◆ Data under study
-------------------------

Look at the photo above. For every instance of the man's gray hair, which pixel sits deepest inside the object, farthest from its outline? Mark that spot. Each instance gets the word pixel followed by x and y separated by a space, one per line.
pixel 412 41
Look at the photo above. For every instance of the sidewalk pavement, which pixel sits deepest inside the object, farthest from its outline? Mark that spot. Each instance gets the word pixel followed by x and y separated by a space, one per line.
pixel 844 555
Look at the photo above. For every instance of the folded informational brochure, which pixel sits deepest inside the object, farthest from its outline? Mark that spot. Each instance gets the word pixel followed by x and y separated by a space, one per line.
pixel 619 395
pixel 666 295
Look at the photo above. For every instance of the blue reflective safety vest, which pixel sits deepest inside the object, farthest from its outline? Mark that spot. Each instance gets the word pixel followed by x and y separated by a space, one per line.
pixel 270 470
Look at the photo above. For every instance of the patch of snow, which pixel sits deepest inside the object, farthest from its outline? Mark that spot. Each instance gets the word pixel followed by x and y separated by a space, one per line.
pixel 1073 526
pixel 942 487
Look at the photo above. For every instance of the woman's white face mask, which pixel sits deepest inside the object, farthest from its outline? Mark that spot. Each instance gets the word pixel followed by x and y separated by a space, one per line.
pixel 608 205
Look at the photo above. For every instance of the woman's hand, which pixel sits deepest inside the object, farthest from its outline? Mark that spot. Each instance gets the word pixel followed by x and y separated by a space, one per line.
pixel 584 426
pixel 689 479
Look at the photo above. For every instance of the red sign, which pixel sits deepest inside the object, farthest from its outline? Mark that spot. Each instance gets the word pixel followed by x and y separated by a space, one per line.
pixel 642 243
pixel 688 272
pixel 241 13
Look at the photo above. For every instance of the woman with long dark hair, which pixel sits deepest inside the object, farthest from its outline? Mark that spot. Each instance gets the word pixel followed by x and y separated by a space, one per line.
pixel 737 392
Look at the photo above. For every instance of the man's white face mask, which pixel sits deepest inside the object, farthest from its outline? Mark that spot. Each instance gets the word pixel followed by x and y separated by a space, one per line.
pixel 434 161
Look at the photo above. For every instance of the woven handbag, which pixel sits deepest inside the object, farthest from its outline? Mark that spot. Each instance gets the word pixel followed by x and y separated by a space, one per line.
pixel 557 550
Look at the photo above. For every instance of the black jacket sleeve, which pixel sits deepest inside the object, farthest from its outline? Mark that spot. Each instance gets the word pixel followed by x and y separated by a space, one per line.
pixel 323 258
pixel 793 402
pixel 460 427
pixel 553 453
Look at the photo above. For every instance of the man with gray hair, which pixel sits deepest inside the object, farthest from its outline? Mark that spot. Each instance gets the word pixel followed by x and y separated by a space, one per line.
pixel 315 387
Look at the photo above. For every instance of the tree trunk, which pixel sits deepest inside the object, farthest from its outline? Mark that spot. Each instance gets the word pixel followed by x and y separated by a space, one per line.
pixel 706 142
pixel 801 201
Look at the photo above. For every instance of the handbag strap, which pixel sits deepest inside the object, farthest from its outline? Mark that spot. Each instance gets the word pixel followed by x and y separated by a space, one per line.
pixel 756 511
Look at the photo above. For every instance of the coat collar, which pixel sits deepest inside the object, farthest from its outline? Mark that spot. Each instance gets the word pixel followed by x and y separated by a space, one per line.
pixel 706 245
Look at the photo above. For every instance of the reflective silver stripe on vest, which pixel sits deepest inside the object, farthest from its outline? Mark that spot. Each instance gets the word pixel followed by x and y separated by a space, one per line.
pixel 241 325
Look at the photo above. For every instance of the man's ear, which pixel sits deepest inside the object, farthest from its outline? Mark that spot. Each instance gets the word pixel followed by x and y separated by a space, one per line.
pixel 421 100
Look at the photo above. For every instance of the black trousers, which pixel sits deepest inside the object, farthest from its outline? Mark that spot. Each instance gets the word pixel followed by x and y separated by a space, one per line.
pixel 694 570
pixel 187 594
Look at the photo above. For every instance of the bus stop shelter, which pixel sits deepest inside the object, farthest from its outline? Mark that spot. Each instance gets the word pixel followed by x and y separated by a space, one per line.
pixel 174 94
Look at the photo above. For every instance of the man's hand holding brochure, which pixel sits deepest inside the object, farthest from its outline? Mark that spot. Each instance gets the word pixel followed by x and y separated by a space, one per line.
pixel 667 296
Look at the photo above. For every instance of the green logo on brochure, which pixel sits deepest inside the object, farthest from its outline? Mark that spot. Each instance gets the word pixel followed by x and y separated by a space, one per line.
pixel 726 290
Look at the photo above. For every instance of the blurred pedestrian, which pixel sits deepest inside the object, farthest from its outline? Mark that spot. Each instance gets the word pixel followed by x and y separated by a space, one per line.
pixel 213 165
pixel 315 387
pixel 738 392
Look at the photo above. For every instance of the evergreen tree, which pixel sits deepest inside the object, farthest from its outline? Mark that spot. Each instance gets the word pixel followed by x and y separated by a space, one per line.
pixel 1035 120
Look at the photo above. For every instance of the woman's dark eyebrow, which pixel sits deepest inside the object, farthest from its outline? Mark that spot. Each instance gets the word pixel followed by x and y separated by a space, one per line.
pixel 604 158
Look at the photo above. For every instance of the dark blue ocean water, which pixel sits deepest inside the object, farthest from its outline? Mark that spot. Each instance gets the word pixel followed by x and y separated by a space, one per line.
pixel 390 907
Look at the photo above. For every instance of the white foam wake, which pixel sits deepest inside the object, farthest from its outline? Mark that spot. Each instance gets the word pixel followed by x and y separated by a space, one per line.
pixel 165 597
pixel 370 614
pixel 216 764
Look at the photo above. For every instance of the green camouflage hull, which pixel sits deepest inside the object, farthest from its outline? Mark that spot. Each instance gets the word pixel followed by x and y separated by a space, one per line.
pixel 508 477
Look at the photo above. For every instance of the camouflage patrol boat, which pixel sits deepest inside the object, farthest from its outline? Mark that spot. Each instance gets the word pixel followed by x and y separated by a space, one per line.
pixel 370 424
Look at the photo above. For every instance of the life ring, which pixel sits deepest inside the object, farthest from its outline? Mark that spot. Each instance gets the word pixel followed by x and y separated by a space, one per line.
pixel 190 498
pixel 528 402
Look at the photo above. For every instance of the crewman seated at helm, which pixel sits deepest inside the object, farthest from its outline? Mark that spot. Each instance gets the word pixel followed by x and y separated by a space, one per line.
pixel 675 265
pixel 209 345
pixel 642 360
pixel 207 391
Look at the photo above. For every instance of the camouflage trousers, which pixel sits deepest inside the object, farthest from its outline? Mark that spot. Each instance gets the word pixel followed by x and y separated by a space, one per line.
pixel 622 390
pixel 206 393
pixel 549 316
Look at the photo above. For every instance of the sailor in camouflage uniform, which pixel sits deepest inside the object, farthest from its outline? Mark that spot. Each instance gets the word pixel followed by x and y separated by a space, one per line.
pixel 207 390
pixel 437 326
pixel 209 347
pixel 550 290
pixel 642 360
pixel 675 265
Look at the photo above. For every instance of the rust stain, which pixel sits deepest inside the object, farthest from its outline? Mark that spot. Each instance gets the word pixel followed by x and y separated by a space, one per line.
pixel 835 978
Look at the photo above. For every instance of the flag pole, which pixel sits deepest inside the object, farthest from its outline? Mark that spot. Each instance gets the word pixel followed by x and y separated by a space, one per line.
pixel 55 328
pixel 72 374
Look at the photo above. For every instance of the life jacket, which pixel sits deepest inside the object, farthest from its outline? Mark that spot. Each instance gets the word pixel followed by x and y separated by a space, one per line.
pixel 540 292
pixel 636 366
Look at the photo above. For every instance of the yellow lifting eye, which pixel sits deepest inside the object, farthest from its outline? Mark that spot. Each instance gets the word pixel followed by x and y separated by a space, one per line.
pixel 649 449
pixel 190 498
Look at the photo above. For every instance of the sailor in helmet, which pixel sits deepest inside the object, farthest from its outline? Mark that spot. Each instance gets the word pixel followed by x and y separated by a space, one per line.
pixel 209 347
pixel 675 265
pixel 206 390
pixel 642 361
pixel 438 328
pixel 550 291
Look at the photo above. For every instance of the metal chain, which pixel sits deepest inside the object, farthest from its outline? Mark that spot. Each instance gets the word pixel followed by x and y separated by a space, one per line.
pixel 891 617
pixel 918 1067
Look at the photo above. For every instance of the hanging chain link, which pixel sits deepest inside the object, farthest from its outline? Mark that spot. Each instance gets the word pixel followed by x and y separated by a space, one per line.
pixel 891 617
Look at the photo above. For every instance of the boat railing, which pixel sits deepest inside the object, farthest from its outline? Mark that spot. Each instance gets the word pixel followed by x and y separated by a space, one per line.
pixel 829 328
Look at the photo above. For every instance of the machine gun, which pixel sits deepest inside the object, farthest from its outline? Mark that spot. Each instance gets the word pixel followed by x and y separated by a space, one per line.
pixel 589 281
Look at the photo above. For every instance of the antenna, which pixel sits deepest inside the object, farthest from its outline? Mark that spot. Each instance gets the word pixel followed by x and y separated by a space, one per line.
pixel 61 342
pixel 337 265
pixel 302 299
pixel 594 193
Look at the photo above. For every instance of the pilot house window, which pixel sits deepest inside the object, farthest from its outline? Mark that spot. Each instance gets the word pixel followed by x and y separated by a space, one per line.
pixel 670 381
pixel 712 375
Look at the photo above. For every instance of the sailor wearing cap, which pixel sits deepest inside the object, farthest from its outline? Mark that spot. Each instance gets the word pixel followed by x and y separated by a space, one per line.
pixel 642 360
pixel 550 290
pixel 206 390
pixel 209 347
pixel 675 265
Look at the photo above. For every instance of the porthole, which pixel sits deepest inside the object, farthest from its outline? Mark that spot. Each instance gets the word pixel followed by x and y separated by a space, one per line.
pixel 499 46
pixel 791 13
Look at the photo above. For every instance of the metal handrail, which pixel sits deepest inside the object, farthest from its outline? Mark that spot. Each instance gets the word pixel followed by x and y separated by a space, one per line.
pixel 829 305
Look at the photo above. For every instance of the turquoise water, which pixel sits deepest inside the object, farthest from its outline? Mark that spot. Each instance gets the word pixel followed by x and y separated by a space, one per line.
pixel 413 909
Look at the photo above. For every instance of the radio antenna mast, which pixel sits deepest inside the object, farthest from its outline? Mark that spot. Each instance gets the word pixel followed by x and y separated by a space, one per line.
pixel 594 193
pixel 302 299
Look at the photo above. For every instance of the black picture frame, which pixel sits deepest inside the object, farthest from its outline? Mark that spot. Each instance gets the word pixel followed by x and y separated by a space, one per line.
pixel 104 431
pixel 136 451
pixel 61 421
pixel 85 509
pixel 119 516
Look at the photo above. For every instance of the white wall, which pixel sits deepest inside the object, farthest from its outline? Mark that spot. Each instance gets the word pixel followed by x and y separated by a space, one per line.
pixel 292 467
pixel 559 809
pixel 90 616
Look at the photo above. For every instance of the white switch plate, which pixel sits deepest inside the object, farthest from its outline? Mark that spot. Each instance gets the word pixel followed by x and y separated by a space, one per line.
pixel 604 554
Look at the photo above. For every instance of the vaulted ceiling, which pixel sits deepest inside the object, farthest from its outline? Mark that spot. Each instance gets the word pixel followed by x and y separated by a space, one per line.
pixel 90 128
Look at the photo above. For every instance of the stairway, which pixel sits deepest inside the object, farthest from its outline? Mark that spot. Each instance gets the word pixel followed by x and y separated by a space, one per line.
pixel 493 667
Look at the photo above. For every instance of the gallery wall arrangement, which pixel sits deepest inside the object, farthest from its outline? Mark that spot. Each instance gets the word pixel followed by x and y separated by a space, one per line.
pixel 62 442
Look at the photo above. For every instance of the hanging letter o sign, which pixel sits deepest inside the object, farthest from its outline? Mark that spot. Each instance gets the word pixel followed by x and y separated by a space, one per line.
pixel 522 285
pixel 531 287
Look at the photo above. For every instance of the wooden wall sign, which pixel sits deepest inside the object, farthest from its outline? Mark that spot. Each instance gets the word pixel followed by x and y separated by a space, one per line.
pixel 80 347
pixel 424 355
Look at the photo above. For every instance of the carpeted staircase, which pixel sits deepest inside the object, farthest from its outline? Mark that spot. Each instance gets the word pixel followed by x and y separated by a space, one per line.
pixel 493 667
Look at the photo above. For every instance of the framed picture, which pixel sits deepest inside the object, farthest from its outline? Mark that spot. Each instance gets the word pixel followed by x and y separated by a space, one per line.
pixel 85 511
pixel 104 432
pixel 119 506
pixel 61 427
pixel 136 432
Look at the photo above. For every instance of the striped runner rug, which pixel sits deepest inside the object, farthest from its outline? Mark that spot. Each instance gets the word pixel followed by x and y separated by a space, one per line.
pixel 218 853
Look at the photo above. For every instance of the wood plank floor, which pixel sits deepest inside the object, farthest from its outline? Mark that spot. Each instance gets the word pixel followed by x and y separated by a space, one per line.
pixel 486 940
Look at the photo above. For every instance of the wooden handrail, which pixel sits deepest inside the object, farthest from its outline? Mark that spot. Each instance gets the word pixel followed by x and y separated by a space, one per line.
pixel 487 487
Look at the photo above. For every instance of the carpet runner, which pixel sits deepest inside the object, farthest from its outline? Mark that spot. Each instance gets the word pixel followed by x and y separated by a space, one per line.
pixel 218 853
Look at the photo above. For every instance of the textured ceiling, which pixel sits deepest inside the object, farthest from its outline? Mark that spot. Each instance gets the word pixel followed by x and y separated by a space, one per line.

-------------------------

◆ What you need to do
Please print exactly the lines of the entries above, beginning with the line that contains "wooden handrail, which" and ending with the last line.

◆ Written response
Look at the photo above. For every instance of the wooden handrail, which pixel sits deepest inside the object, farthest from its outline? Mark that spot. Each instance gets the word pixel followed by x and y separated by a space, one per line.
pixel 487 487
Look at the photo above. For every instance of the carpet runner, which pixel sits deepest inside the object, farthest from its outline? Mark that spot. Each instance gets the word pixel followed by x and y separated by a space, one per line.
pixel 218 853
Look at the photo above. For every instance of the textured ceiling, which pixel sits deepest inside the object, farthest from its outline? Mark that spot. Each instance gets the word pixel followed by x and y separated by a space, one per line.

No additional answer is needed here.